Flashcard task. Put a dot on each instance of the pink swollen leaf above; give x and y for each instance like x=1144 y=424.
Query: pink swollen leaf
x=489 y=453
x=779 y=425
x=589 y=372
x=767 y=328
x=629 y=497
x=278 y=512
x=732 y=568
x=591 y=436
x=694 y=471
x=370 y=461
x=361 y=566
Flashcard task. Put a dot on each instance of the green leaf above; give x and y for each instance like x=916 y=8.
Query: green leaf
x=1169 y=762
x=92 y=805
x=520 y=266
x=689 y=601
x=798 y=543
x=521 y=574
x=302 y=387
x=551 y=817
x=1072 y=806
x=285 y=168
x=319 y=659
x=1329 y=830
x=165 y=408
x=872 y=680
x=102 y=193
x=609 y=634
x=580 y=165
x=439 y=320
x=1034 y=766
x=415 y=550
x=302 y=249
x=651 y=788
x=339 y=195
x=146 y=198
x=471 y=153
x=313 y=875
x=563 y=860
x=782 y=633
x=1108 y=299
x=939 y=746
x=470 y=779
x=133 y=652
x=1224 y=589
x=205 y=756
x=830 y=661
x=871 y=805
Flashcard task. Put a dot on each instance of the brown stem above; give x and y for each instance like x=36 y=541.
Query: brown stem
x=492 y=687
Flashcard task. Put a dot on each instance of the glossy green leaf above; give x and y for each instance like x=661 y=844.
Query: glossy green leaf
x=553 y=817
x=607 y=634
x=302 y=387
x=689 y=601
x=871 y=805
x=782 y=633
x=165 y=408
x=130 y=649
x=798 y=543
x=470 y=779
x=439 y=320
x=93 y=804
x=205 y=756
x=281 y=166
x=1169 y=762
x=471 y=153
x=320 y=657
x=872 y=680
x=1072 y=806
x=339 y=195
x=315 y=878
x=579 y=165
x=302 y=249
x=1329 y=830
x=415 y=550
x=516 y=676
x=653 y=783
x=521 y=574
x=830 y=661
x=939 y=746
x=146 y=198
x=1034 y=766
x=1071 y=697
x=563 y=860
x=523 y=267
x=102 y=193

- [WRITTEN EXERCISE]:
Rewrite the records from the line containing "Flashcard task. Put a dot on each instance of the green" through the line containing "x=580 y=165", both ends included. Keep the requests and their sample coordinates unchanged, multiply every x and y coordinate in the answers by 2.55, round each to a whole number with halves going up, and output only those lines.

- [COMPLETED TASK]:
Flashcard task. Put a dot on each instance of the green leaf above; give x and y for each instance like x=916 y=8.
Query: green leaf
x=2981 y=1943
x=235 y=2053
x=1326 y=678
x=1757 y=1533
x=2035 y=1385
x=1329 y=1464
x=770 y=987
x=1405 y=2083
x=2734 y=2055
x=727 y=428
x=813 y=1680
x=3389 y=2117
x=421 y=1040
x=2224 y=1734
x=260 y=492
x=1553 y=1617
x=1479 y=421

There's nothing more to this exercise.